→ **Aim of the exercise**
Each entry has to be reproduced in full, exactly as given.

→ **The input**
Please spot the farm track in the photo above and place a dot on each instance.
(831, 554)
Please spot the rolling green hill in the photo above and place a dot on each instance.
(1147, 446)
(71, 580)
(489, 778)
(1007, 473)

→ **Response area**
Please spot the farm track in the photo above and place a dot on each instance.
(831, 554)
Please spot the rolling green hill in the photo above and place a dot on each instance.
(1147, 446)
(71, 580)
(489, 778)
(1007, 473)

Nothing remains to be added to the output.